(Action item) Repeat all of the data below word for word, keeping no images.
━━━━━ The data
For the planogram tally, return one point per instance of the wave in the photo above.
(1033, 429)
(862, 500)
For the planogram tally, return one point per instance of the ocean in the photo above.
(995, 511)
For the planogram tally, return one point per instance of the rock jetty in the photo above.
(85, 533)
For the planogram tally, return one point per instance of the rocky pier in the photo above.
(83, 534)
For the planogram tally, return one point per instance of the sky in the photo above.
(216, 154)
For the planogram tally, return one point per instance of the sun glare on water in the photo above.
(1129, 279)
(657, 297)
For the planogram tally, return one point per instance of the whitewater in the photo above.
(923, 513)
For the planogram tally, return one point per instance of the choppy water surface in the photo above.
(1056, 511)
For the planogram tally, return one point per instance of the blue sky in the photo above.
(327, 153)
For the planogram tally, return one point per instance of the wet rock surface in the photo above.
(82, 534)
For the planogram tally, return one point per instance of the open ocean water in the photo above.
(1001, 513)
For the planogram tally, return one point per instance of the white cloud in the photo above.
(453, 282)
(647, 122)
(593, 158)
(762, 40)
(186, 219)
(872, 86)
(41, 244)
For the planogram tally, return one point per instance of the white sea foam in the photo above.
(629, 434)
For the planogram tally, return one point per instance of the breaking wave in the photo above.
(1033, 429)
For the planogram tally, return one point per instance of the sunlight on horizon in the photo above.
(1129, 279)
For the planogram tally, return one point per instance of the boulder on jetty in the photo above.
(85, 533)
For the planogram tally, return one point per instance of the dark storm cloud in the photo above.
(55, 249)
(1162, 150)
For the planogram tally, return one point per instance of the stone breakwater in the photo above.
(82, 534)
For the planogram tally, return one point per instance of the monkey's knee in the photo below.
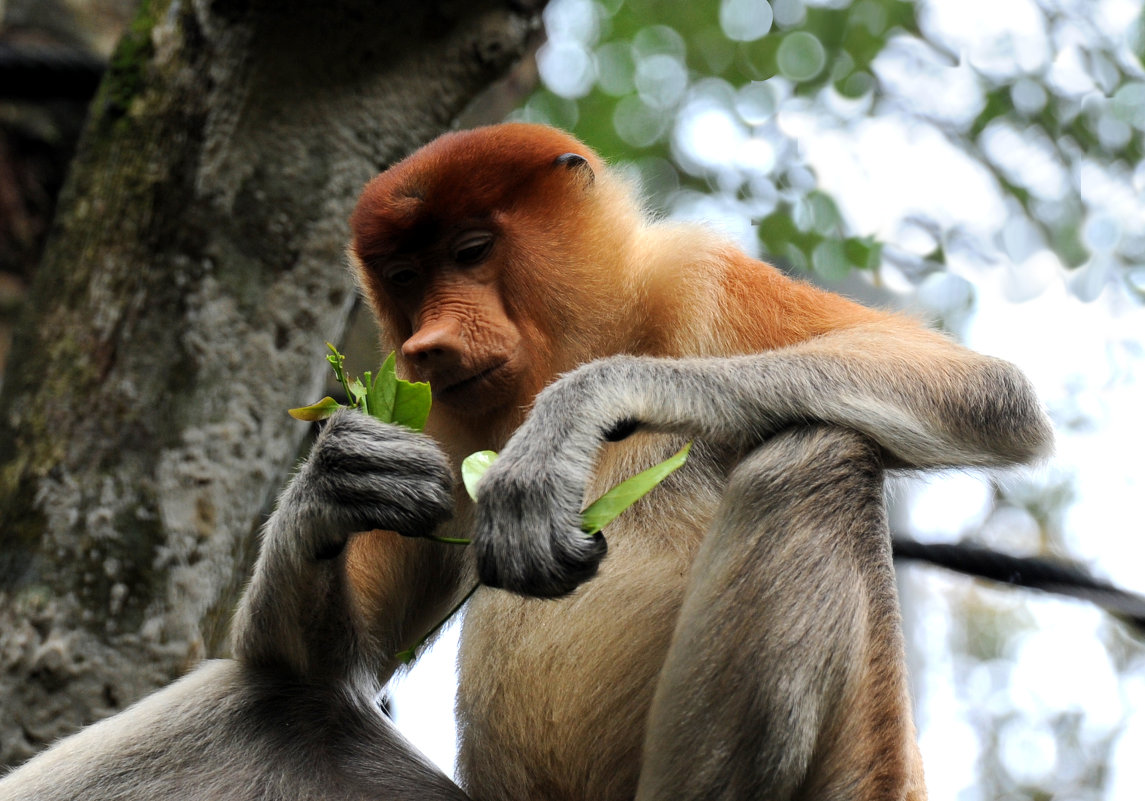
(807, 462)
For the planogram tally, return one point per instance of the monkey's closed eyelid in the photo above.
(575, 161)
(621, 429)
(400, 274)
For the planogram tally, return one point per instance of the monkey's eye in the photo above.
(401, 274)
(473, 247)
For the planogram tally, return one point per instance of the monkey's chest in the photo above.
(554, 694)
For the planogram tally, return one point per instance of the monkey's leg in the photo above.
(786, 676)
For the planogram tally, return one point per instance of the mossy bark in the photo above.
(195, 269)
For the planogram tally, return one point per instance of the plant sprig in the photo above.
(380, 395)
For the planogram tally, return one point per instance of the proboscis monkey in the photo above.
(741, 639)
(742, 636)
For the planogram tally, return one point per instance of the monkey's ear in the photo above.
(577, 164)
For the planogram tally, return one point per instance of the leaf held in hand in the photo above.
(474, 467)
(316, 411)
(381, 390)
(411, 404)
(602, 510)
(383, 395)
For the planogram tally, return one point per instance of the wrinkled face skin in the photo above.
(458, 335)
(464, 251)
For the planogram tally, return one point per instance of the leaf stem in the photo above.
(408, 655)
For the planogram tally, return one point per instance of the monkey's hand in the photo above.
(528, 537)
(363, 474)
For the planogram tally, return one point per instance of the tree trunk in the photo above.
(195, 269)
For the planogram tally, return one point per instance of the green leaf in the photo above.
(356, 390)
(316, 411)
(412, 401)
(601, 512)
(381, 390)
(474, 467)
(336, 363)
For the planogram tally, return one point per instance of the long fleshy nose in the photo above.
(436, 343)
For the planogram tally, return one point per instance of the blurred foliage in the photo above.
(1057, 126)
(713, 105)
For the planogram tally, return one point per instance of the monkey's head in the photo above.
(492, 259)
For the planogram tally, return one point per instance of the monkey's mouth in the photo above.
(470, 388)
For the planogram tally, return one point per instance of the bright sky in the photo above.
(1086, 356)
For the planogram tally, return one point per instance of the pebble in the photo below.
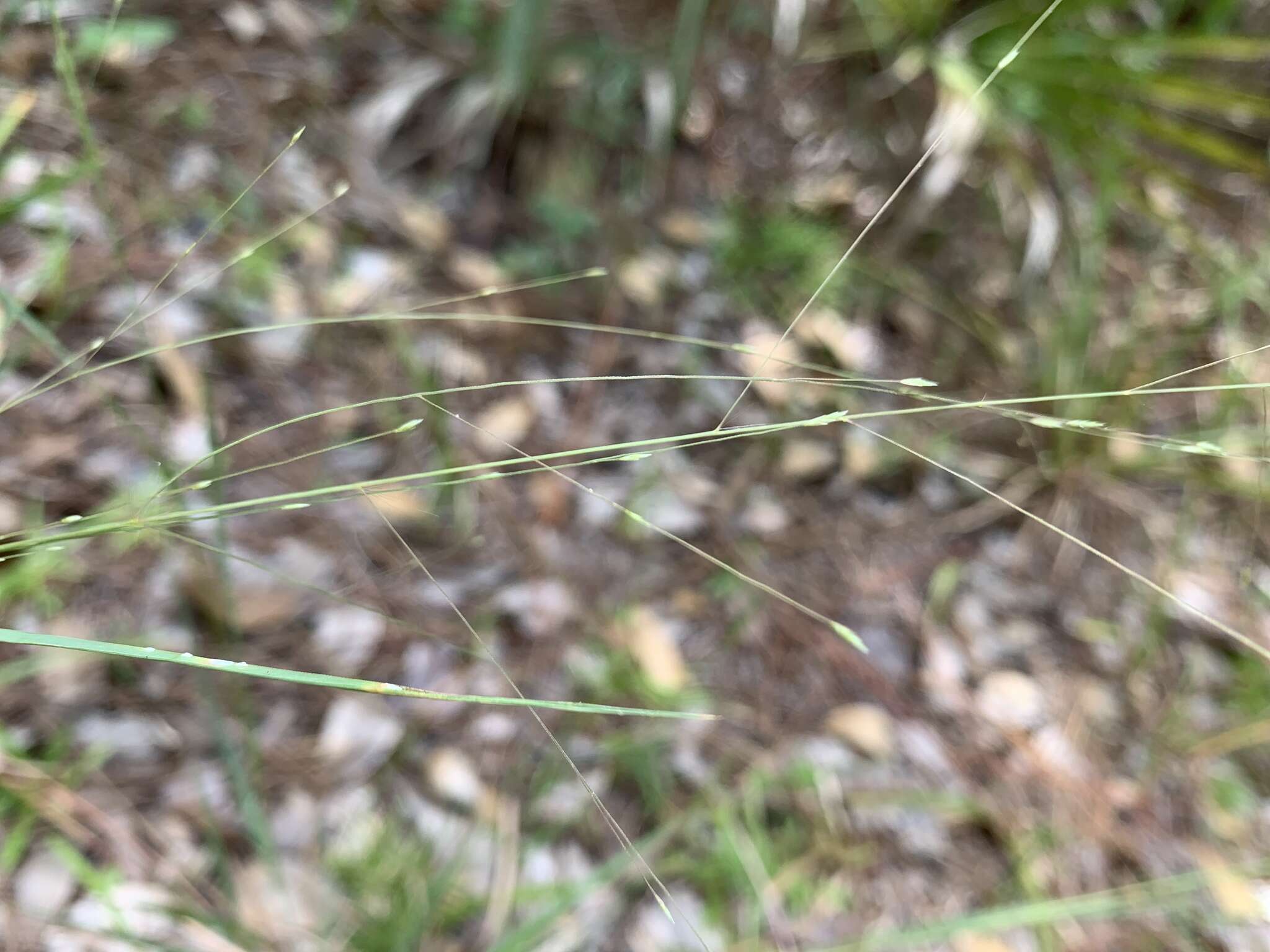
(686, 227)
(644, 278)
(42, 886)
(244, 22)
(475, 271)
(548, 866)
(352, 823)
(762, 514)
(804, 460)
(347, 637)
(1010, 701)
(126, 735)
(918, 833)
(888, 651)
(358, 734)
(295, 823)
(568, 800)
(539, 607)
(921, 746)
(762, 342)
(944, 672)
(1055, 752)
(653, 644)
(201, 788)
(505, 425)
(866, 728)
(453, 777)
(668, 511)
(1099, 702)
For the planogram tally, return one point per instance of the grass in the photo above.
(746, 851)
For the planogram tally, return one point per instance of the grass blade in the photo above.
(321, 681)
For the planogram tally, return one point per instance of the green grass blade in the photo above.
(321, 681)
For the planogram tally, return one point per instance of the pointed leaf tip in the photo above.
(849, 637)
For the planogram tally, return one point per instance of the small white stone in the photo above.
(540, 607)
(358, 734)
(763, 514)
(944, 673)
(349, 637)
(42, 886)
(126, 735)
(1055, 753)
(352, 823)
(1011, 701)
(244, 22)
(295, 822)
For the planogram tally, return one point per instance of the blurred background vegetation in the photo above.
(1036, 754)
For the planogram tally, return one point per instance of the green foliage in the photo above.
(102, 40)
(1249, 694)
(773, 259)
(402, 896)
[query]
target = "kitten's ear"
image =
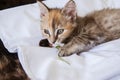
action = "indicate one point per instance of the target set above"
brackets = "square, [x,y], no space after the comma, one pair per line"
[70,10]
[43,8]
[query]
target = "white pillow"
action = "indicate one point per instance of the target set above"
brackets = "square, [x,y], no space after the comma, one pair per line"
[21,25]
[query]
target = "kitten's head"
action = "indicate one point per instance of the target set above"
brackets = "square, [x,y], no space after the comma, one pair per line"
[58,24]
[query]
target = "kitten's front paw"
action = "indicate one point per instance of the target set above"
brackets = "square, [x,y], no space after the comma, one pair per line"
[64,52]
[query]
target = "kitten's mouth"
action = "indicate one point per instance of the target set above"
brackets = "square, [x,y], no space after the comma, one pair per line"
[46,43]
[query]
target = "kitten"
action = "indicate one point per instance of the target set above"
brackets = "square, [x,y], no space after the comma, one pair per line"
[78,33]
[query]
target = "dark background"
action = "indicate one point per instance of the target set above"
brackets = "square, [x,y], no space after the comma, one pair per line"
[4,4]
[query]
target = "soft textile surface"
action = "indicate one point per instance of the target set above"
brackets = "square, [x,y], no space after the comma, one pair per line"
━━━━━━━━━━
(Answer area)
For the planogram tally, return one point per instance of the wave in the photo above.
(1033, 429)
(862, 500)
For the planogram tally, return one point per instance of the ocean in the photo above.
(995, 511)
For the planogram tally, return one point per instance of the rock jetty in the photo above.
(85, 533)
For the planogram tally, return one point per instance of the rocky pier in the photo above.
(83, 534)
For the planogram tally, return one point per instance of the sky in the photo above.
(216, 154)
For the planogram tally, return one point per instance of the sun glare on water in the photo above.
(1129, 279)
(657, 297)
For the planogram tally, return one point per instance of the whitewater in the photo above.
(923, 513)
For the planogram tally, return one point per instance of the choppy water surface in the photo above.
(1056, 511)
For the planogram tally, return one point per instance of the blue sky in the photo above.
(327, 153)
For the planogram tally, return one point per instance of the wet rock surface in the photo above.
(82, 534)
For the planogram tally, return one point per instance of the open ocean water in the photo above.
(1001, 513)
For the planogram tally, return one point per instance of the white cloud in the photo above.
(453, 282)
(647, 122)
(593, 158)
(762, 40)
(186, 219)
(872, 86)
(41, 244)
For the planogram tally, return one point per instance of the white sea foam in the photo above.
(629, 434)
For the planogram tally, return one point per instance of the breaking wave in the photo above.
(1033, 429)
For the planogram tally, return one point per instance of the sunlight on horizon in the photo above.
(1129, 279)
For the planogram tally, return one point per instance of the boulder on jetty in the photo above.
(85, 533)
For the planogram tally, return one point per instance of the dark storm cloud in the photo above.
(55, 249)
(1162, 150)
For the planogram tally, return one point per instance of the stone breakwater in the photo above.
(82, 534)
For the planogram tally, return one point per instance of the monkey's knee in the photo below.
(807, 462)
For the planogram tally, return one point per instance of the monkey's closed eyelid in the photo above.
(575, 161)
(621, 429)
(400, 274)
For the planogram tally, return one point per instance of the monkey's eye in the photo above.
(401, 274)
(473, 247)
For the planogram tally, return one point per instance of the monkey's chest in the photo above.
(554, 694)
For the planogram tally, return one point per instance of the monkey's leg in the photo above.
(786, 676)
For the planogram tally, return one point per instance of the mossy bark in the photo above.
(195, 269)
For the planogram tally, return one point per instance of the plant sprig in the photo above.
(380, 395)
For the planogram tally, return one point per instance of the proboscis monkey in the photo above.
(741, 639)
(742, 636)
For the planogram tally, return one point per instance of the monkey's ear in the photo above.
(577, 164)
For the planogram tally, return one point per instance of the leaf held in hand in the photo above.
(474, 467)
(316, 411)
(381, 390)
(411, 404)
(602, 510)
(383, 395)
For the planogram tally, return one point per instance of the wrinkled face skin in the photo above.
(458, 335)
(464, 251)
For the planogram tally, return one point per instance of the leaf stem in the photo above.
(408, 655)
For the planogram tally, return one point per instance of the monkey's hand in the photo above.
(528, 537)
(363, 474)
For the planogram tally, return one point per instance of the tree trunk in the photo above.
(195, 269)
For the planogram tally, return one point per instance of the green leaf in the photo above.
(356, 390)
(316, 411)
(412, 401)
(601, 512)
(381, 390)
(474, 467)
(336, 363)
For the planogram tally, return one point per instance of the long fleshy nose in the photo above.
(436, 343)
For the planogram tally, return one point per instance of the blurred foliage in the photo above.
(1057, 126)
(713, 105)
For the planogram tally, return one point per instance of the monkey's head in the photo above.
(492, 259)
For the planogram tally, return one point per instance of the monkey's mouth in the photo above.
(470, 388)
For the planogram tally, return one point per instance of the bright sky in the photo above.
(1086, 356)
For the planogram tally, return one point per instance of the pebble in the photo below.
(686, 227)
(644, 278)
(42, 886)
(244, 22)
(475, 271)
(548, 866)
(352, 823)
(762, 514)
(804, 460)
(347, 637)
(1010, 701)
(126, 735)
(918, 833)
(888, 651)
(358, 734)
(295, 823)
(568, 800)
(539, 607)
(921, 746)
(762, 342)
(944, 672)
(1055, 752)
(653, 644)
(201, 788)
(505, 425)
(866, 728)
(453, 777)
(668, 511)
(1099, 702)
For the planogram tally, return one point per instance of the grass in the photo above.
(746, 851)
For the planogram tally, return one point per instance of the grass blade in the photo above.
(321, 681)
For the planogram tally, return one point per instance of the green grass blade in the photo above.
(321, 681)
For the planogram tally, return one point per instance of the pointed leaf tip in the photo above.
(849, 637)
For the planogram tally, return one point per instance of the small white stone in the photo above.
(540, 607)
(358, 734)
(763, 514)
(944, 673)
(349, 637)
(42, 886)
(126, 735)
(1055, 753)
(352, 823)
(1011, 701)
(244, 22)
(295, 822)
For the planogram tally, return one point per instance of the blurred background vegetation in the photo above.
(1036, 754)
For the planogram tally, return one point per instance of the green foliage in the photo above.
(102, 40)
(1249, 694)
(773, 259)
(402, 896)
[query]
target = "kitten's ear"
image =
action = "indicate one point per instance of the target set above"
brackets = "square, [x,y], no space after the comma, one pair per line"
[70,10]
[43,8]
[query]
target = "white pillow"
action = "indicate one point per instance of the target set above"
brackets = "square, [x,y], no space after the comma, one pair per line"
[21,25]
[query]
target = "kitten's head"
action = "indicate one point per instance of the target set above"
brackets = "square, [x,y], no space after the comma, one pair per line"
[58,24]
[query]
target = "kitten's front paw"
action = "indicate one point per instance of the target set above"
brackets = "square, [x,y], no space after the comma, one pair per line"
[64,52]
[query]
target = "kitten's mouth"
action = "indicate one point per instance of the target set above"
brackets = "square, [x,y], no space after the comma, one pair per line"
[46,43]
[query]
target = "kitten"
action = "indicate one point per instance of the target set above"
brackets = "square, [x,y], no space after the comma, one pair per line"
[78,33]
[query]
target = "dark background"
action = "indicate one point per instance of the target set above"
brackets = "square, [x,y], no space after the comma, one pair per line"
[4,4]
[query]
target = "soft textile surface"
action = "indicate one point per instance of the target set above"
brackets = "square, [x,y], no space after the comma, one pair per line"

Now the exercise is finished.